_Extract:_
--- Start ---
Since mid-2010, precisely at the time millions of US citizens used up all of their 99 week of unemployment insurance, disability claims have risen by 2.2 million. Those on disability are not counted in the workforce and are not considered unemployed. 

Please consider Disabled Americans Shrink Size of U.S. Labor Force

The number of workers receiving Social Security Disability Insurance (SSDI) jumped 22 percent to 8.7 million in April from 7.1 million in December 2007, Social Security data show. That helps explain as much as one quarter of the decline in the U.S. labor-force participation rate during the period, according to economists at JPMorgan Chase & Co. and Morgan Stanley. 

The participation rate -- the share of working-age people holding a job or seeking one -- was 63.8 percent in March after falling to a three-decade low of 63.7 percent in January. Disability recipients may account for as much as 0.5 percentage point of the more than 2 point drop since the end of 2007, the economists calculate, and that contribution could grow when some extended unemployment benefits expire at the end of this year. 

“How we measure and understand what’s going on in the economy can be influenced by the degree to which various public- support programs are available and being used,” said Michael Feroli, chief U.S. economist at JPMorgan in New York. “With a rising number of disability beneficiaries, there are both lower unemployment rates and lower participation rates.”
--- End ---
_Goal of the exercise:_ Reproduce the disability passage word for word between "The participation rate" and "of this year.", inclusive. The entries are separate material and have no connection to the disability passage.

_Dataset:_
--- Start ---
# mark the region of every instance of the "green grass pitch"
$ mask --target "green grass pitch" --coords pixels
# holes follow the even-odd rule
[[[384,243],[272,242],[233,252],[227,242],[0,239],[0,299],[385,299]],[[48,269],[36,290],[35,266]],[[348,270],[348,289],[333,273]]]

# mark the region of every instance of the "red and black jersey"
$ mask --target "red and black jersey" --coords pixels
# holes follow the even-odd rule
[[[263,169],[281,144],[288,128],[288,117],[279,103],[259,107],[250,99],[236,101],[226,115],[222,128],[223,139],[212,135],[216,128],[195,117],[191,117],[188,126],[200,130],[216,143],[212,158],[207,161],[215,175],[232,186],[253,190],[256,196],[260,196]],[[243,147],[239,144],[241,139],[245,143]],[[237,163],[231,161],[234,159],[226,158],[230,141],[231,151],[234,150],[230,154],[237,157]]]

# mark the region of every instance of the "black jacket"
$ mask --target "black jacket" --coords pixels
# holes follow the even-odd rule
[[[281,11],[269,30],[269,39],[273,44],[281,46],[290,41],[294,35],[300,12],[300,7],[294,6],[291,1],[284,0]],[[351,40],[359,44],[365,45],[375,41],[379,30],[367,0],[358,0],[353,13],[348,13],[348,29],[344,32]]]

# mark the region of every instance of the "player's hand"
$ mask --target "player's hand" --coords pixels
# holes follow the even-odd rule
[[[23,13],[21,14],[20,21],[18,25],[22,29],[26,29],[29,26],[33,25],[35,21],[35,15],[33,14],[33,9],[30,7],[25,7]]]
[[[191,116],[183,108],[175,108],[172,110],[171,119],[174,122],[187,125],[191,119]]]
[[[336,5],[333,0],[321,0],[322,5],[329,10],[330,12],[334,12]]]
--- End ---
--- Start ---
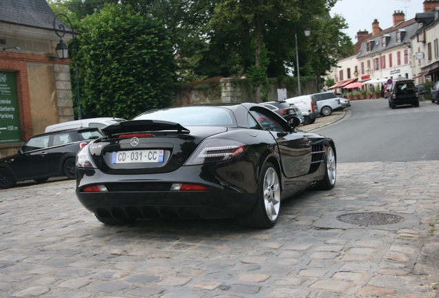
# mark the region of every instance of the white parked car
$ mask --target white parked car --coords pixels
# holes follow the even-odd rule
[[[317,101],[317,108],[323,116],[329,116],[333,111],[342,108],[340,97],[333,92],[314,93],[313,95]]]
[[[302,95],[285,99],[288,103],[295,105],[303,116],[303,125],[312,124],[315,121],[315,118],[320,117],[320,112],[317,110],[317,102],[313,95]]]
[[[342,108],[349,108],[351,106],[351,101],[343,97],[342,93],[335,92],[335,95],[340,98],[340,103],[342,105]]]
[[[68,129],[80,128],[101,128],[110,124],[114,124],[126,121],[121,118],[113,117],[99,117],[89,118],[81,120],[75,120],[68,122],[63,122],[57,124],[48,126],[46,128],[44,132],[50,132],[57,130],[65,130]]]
--- End ---
_Task response:_
The participation rate -- the share of working-age people holding a job or seeking one -- was 63.8 percent in March after falling to a three-decade low of 63.7 percent in January. Disability recipients may account for as much as 0.5 percentage point of the more than 2 point drop since the end of 2007, the economists calculate, and that contribution could grow when some extended unemployment benefits expire at the end of this year.